REQUIREMENT:
Render the lines of the items below as a Markdown table with the columns "No." and "Line," from the line containing "# trace the outline of every instance of the red-lit" through the final line of the items, inclusive. Number each row and omit blank lines.

Stored dataset items:
= = = = =
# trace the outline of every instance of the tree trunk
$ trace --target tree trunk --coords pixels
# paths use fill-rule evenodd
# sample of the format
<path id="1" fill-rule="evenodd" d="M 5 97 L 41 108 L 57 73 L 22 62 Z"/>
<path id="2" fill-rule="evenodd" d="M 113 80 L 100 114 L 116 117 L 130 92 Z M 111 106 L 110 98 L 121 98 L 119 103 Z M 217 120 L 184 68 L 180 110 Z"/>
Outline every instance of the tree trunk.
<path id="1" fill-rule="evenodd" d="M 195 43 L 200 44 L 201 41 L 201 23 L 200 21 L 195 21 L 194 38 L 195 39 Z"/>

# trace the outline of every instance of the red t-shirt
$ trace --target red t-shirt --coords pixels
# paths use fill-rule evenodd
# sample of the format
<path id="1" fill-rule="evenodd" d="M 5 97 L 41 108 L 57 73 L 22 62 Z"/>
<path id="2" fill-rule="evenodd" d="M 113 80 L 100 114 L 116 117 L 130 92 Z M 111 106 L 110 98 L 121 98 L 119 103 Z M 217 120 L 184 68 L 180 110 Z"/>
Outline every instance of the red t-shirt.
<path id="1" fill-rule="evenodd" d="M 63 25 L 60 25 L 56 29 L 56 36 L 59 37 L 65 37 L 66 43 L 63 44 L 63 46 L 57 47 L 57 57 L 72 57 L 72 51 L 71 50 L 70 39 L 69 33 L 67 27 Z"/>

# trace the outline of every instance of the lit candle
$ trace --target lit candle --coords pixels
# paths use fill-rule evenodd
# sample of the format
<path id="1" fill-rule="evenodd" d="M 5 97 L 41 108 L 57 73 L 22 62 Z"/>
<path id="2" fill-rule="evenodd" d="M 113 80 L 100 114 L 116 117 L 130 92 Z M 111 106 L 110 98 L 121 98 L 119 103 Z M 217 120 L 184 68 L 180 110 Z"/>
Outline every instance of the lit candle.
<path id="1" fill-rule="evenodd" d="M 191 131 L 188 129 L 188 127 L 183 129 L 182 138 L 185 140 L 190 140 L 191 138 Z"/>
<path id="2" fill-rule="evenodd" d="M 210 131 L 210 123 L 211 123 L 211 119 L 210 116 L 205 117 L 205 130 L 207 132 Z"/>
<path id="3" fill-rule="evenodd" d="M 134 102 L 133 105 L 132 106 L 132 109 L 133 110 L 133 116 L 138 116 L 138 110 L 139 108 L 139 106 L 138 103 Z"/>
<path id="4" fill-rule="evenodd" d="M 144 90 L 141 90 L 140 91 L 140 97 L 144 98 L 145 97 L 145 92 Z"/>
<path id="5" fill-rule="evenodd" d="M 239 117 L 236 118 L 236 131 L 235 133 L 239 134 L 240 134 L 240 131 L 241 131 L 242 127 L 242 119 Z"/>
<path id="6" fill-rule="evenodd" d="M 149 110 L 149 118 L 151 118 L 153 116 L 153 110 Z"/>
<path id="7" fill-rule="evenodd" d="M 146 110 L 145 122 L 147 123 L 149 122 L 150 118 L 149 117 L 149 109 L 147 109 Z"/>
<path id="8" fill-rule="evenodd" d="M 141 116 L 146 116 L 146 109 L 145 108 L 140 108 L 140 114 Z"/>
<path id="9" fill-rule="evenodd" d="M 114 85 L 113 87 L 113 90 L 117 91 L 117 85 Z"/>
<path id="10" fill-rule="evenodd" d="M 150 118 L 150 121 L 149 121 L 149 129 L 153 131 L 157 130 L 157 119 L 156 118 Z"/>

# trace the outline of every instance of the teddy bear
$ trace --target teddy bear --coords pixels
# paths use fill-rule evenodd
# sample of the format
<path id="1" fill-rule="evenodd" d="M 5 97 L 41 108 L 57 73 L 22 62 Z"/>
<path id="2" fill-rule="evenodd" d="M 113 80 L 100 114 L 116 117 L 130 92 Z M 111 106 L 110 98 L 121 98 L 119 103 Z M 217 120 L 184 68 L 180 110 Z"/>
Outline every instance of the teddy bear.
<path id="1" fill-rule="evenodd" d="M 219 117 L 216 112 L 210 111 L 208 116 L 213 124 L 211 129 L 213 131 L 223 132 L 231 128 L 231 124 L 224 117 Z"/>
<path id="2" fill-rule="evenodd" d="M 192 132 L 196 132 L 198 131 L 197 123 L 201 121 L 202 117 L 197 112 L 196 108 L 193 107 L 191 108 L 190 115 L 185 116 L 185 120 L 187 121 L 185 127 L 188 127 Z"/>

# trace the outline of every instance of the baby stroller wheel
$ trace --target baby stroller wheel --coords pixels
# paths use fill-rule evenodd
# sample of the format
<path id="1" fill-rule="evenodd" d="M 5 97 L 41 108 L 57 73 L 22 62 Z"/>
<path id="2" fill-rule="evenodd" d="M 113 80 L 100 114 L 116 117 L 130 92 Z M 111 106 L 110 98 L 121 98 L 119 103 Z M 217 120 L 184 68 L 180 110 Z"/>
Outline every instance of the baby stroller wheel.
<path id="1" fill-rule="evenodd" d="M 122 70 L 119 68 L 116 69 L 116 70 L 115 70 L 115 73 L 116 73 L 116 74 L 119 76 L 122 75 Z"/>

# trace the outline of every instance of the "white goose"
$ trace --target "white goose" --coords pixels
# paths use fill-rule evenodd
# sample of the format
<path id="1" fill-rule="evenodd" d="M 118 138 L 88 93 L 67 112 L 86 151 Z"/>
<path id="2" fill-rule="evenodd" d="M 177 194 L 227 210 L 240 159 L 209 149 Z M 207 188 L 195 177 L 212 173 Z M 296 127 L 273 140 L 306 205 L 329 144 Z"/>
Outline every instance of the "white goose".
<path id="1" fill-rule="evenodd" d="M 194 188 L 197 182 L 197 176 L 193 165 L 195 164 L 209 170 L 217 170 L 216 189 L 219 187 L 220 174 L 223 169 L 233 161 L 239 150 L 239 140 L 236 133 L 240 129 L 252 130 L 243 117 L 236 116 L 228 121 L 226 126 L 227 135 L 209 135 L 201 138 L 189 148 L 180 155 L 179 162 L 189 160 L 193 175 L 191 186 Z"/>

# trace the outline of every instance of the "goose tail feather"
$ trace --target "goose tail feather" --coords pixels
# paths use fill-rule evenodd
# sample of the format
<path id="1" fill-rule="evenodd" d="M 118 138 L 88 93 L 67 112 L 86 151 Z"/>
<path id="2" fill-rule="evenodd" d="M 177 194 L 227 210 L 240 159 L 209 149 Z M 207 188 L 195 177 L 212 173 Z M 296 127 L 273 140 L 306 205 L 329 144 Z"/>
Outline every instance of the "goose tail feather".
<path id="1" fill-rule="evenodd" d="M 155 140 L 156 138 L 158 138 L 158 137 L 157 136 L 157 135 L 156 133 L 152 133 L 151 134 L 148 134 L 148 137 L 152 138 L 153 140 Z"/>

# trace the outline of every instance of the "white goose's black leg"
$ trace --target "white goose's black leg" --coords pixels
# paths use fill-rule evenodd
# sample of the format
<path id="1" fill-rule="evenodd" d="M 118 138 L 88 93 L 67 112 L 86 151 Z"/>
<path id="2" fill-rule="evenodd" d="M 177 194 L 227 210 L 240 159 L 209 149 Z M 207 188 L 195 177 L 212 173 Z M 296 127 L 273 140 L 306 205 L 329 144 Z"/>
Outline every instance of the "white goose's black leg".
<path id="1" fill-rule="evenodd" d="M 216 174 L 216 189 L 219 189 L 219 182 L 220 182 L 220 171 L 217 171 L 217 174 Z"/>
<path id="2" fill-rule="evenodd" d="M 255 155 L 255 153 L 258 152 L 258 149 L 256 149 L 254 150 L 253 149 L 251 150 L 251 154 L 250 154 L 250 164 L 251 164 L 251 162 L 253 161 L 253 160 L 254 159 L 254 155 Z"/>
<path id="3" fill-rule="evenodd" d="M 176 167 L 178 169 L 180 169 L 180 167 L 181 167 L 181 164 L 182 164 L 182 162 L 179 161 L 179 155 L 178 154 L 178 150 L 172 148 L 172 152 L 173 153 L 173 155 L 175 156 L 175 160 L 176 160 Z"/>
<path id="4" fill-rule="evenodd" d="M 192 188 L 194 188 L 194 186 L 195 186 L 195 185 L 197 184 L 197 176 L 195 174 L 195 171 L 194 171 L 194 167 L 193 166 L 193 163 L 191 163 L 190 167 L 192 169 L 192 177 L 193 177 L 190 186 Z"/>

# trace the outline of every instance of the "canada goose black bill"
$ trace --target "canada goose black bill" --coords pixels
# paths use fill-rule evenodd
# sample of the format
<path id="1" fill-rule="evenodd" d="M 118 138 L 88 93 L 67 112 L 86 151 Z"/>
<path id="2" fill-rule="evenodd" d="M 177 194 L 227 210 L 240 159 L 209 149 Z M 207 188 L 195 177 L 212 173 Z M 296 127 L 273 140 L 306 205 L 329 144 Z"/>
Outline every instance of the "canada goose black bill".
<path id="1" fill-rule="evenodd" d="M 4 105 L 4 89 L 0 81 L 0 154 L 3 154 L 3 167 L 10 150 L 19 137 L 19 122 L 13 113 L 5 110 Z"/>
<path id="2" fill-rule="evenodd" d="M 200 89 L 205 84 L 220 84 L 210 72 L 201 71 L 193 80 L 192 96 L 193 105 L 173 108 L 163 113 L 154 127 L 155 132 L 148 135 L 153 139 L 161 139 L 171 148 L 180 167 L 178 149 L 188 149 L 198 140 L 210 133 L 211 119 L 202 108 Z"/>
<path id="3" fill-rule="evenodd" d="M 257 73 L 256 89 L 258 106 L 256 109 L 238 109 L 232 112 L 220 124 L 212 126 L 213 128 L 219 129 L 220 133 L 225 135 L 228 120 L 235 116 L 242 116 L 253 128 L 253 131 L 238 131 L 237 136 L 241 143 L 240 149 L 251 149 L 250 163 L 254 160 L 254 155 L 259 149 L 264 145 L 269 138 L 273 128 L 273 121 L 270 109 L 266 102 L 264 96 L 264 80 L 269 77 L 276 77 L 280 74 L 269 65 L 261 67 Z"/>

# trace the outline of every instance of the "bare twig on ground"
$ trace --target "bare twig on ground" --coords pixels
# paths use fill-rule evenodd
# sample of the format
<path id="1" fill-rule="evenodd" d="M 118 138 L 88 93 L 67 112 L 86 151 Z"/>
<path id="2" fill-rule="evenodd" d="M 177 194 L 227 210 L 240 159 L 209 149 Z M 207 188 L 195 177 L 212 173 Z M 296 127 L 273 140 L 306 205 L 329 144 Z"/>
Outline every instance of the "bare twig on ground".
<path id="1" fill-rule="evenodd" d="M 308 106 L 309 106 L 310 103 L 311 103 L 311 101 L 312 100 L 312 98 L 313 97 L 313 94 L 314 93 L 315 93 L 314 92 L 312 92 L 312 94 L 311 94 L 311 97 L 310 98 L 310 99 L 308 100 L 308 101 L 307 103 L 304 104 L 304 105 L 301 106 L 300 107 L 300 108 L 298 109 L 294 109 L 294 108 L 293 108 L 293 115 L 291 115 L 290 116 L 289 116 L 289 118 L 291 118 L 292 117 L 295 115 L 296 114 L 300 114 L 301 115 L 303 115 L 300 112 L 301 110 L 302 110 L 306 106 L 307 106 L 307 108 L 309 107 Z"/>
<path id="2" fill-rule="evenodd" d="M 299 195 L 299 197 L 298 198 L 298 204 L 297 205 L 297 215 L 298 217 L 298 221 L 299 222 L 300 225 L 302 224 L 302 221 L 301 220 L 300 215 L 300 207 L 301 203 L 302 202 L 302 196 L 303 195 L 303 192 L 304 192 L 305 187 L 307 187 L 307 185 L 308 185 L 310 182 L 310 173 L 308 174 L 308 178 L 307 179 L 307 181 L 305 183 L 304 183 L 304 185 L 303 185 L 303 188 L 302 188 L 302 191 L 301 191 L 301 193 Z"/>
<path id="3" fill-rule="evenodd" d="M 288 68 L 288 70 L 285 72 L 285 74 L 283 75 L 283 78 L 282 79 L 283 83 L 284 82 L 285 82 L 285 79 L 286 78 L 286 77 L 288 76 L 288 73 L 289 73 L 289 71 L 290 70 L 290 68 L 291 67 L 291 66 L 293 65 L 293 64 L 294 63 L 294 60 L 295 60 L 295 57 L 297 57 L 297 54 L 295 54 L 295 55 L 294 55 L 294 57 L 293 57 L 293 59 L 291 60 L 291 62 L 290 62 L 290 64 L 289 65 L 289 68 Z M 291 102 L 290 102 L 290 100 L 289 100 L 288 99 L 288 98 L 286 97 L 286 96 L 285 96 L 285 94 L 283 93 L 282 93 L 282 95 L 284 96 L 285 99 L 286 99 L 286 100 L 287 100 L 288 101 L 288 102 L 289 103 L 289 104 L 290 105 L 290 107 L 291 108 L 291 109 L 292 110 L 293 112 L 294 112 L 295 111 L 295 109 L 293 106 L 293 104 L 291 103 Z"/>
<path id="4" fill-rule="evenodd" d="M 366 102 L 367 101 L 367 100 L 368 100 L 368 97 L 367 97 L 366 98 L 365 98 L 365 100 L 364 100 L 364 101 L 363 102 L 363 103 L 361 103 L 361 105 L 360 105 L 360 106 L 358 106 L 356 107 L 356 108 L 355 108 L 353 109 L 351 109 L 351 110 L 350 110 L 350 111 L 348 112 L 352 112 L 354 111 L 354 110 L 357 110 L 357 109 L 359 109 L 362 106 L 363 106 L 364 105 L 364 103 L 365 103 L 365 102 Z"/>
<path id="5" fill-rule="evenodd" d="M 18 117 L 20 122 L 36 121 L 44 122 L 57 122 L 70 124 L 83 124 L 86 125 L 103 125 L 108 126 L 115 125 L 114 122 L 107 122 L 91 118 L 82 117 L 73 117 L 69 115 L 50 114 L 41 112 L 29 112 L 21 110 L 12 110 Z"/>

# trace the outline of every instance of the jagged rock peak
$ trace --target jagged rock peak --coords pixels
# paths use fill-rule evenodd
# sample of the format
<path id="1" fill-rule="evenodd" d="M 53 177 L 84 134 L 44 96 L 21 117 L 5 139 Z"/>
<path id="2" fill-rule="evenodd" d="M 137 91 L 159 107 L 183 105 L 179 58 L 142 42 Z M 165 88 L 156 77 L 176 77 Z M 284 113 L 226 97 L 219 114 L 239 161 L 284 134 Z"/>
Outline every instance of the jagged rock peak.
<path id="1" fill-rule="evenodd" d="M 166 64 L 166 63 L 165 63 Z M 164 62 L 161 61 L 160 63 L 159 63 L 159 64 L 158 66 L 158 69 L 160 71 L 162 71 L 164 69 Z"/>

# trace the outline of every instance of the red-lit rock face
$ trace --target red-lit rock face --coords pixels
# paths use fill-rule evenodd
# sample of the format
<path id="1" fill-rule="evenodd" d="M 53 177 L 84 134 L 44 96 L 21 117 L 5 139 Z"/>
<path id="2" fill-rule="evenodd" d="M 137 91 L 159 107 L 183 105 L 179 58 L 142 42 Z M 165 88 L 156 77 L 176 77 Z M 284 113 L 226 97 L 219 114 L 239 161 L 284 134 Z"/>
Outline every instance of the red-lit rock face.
= = = = =
SOLUTION:
| No. | Line |
|---|---|
| 1 | # trace the outline of every instance of the red-lit rock face |
| 2 | $ trace --target red-lit rock face --coords pixels |
| 3 | # paths use fill-rule evenodd |
| 4 | # sample of the format |
| 5 | <path id="1" fill-rule="evenodd" d="M 53 177 L 84 134 L 44 96 L 21 117 L 5 139 Z"/> |
| 6 | <path id="2" fill-rule="evenodd" d="M 137 91 L 159 107 L 183 105 L 179 58 L 142 42 Z M 165 88 L 156 77 L 176 77 Z M 284 113 L 226 97 L 219 114 L 239 161 L 284 134 Z"/> |
| 7 | Outline every instance of the red-lit rock face. |